STATED GOAL →
Render the lines from the start of the records through the line containing "[[129, 148], [207, 151]]" as a numbered list, skipping any blank lines.

══════

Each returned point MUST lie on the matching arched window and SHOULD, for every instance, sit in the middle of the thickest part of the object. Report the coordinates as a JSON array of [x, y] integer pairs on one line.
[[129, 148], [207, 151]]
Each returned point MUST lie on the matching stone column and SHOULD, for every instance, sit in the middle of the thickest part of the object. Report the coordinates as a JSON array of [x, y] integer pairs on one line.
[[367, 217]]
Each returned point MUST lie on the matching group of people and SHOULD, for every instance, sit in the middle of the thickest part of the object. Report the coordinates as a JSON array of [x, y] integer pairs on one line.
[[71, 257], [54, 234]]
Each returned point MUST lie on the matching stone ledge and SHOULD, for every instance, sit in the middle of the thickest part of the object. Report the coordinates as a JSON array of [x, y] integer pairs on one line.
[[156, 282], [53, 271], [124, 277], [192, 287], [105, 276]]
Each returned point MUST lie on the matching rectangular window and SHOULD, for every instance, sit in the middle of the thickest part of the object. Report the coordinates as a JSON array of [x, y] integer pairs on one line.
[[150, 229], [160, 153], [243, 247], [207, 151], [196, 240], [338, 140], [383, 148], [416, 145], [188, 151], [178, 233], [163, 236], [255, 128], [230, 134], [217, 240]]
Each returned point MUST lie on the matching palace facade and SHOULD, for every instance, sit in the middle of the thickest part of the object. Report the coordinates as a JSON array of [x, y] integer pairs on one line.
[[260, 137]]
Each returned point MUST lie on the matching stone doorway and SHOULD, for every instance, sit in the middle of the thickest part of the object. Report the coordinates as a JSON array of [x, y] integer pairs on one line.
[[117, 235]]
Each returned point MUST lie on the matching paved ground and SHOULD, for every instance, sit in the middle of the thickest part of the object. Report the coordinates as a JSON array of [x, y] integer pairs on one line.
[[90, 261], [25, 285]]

══════

FINISHED EXERCISE →
1. Each returned point MUST lie on the matching arched window and SHOULD, for every instance, sit in the middle of the thickest part of the object. Report the coordinates as a JSON array of [x, y] integer pairs on one line.
2. [[129, 148], [207, 151]]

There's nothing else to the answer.